● **EXCERPTED RECORDS**:
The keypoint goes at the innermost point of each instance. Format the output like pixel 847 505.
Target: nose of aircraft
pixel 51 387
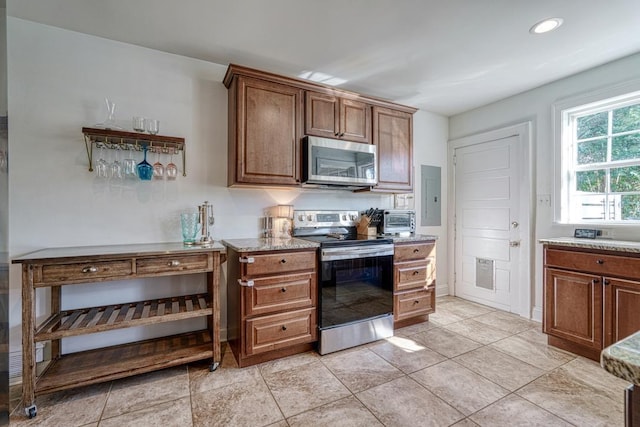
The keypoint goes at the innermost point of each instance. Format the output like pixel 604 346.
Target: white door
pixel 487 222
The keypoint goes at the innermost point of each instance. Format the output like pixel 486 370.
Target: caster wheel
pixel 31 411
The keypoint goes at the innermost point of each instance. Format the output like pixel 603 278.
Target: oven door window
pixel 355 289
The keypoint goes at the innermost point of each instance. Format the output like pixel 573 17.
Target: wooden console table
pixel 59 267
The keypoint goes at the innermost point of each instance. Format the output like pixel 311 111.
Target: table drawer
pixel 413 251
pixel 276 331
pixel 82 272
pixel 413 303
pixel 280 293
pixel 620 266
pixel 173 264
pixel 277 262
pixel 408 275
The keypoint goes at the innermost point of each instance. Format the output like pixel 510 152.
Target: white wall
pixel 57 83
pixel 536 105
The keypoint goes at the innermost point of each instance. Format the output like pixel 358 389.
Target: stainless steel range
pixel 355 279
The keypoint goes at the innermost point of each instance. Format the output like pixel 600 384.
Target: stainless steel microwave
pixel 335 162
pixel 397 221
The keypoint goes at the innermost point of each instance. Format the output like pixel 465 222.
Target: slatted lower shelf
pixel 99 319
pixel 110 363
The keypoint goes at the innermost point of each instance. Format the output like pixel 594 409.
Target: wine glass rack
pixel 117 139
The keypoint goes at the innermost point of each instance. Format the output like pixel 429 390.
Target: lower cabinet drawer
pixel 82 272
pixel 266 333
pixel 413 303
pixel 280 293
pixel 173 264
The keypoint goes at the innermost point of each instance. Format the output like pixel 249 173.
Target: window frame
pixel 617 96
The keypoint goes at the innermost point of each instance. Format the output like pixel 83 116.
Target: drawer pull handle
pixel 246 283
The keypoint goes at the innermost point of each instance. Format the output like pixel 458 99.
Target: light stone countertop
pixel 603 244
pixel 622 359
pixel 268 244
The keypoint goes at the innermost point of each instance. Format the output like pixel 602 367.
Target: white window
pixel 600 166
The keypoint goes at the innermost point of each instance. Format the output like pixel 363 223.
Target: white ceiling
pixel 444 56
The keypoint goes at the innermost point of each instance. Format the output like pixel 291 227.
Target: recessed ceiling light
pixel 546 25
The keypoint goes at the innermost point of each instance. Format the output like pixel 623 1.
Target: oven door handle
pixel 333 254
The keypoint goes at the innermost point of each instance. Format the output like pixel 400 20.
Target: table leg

...

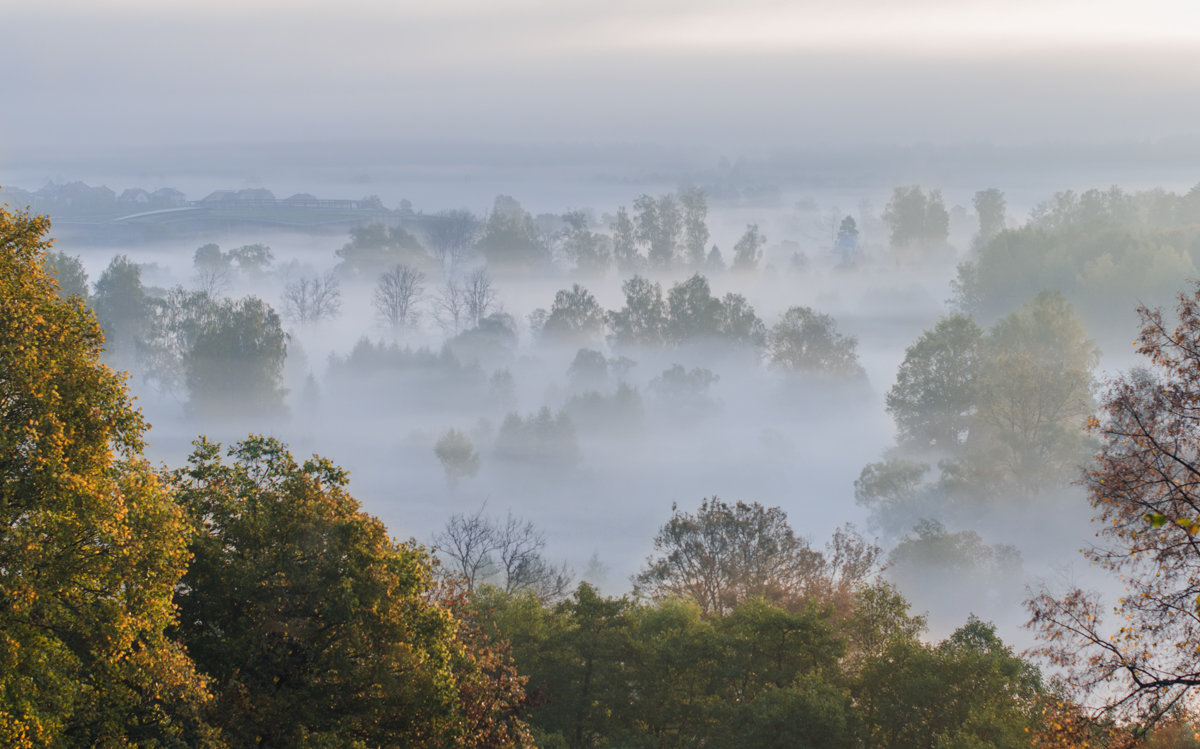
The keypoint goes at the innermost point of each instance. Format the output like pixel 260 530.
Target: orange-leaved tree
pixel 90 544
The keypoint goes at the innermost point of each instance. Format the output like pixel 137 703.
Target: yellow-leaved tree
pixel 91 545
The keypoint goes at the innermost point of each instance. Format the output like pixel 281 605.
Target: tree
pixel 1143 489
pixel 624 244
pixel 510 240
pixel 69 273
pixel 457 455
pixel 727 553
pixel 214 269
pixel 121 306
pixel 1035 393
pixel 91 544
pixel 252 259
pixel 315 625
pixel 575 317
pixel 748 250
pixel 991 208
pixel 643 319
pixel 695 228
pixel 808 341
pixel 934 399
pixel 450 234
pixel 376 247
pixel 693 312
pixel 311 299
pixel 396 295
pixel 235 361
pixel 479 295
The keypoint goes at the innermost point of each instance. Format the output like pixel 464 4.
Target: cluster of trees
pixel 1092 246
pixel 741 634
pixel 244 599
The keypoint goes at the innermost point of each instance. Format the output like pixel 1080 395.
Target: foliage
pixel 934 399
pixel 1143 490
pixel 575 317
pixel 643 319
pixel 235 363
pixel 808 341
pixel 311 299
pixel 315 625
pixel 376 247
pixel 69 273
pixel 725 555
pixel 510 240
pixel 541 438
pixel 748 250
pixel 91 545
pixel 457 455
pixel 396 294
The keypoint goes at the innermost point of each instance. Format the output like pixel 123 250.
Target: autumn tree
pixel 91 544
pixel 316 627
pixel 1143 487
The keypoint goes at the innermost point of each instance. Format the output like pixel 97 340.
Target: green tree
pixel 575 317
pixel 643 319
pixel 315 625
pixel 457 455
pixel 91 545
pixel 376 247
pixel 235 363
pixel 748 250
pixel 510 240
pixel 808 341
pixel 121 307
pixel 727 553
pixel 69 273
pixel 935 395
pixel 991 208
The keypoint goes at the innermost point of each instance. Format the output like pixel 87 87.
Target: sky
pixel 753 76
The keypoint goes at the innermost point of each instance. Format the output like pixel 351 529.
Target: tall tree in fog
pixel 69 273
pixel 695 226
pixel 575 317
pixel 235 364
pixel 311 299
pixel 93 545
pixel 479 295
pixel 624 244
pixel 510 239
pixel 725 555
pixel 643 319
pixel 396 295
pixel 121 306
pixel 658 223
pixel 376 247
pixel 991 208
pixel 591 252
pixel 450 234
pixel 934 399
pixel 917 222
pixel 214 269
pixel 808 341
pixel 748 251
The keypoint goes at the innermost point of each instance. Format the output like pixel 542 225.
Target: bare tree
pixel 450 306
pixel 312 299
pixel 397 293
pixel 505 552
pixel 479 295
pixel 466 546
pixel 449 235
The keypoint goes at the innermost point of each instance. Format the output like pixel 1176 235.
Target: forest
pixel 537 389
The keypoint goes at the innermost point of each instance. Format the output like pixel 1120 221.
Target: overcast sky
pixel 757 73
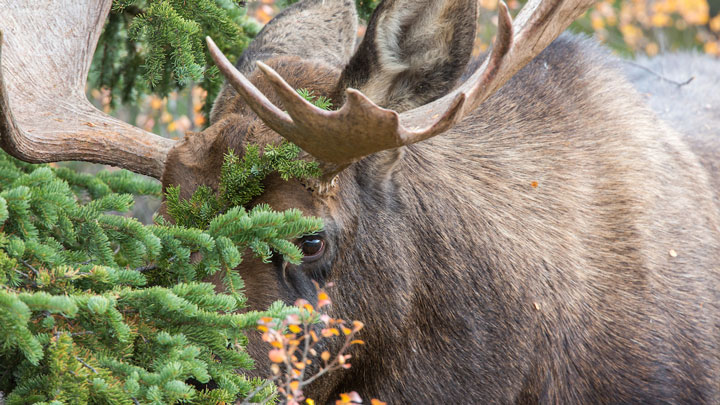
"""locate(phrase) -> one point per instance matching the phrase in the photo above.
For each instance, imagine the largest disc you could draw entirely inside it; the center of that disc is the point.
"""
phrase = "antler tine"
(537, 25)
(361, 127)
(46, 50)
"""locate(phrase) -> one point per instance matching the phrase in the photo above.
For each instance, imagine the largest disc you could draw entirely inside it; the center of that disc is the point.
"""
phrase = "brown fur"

● **ASSIGNMENT**:
For the material above, reproduce exactly the lines from the line with "pixel 594 409." to the line with "Target: table leg", inclusive, and exclude all others.

● **OUTPUT OF THE EXERCISE**:
The keypoint goes at the innermost point of each instance. Format the output like pixel 594 409.
Target: wine glass rack
pixel 117 139
The keypoint goes at the innermost point of each instance. Format the output like pixel 429 390.
Target: lower cabinet drawer
pixel 82 272
pixel 266 333
pixel 413 303
pixel 280 293
pixel 173 264
The keypoint goes at the innermost point of each instance. Format the output like pixel 249 173.
Target: window frame
pixel 617 96
The keypoint goes at the innermost point of each instance. Format the output like pixel 83 116.
Target: drawer pull handle
pixel 246 283
The keypoint goes at the innermost point of each instance. Format the output like pixel 458 99.
Target: light stone countertop
pixel 603 244
pixel 622 359
pixel 268 244
The keypoint goes at the innermost point of each instance. Format the output like pixel 602 367.
Target: white window
pixel 600 166
The keypoint goes at the innermost point of each instance. Format the output like pixel 363 223.
Target: white ceiling
pixel 444 56
The keypoint goes at the innermost point of each instance. Format the output like pixel 291 227.
Target: recessed ceiling light
pixel 546 25
The keypoint goes at the innermost point of each instance. Format the output like pixel 623 1.
Target: oven door handle
pixel 333 254
The keypoint goes at the innermost point of each instance. Format the output like pixel 400 20.
Target: table leg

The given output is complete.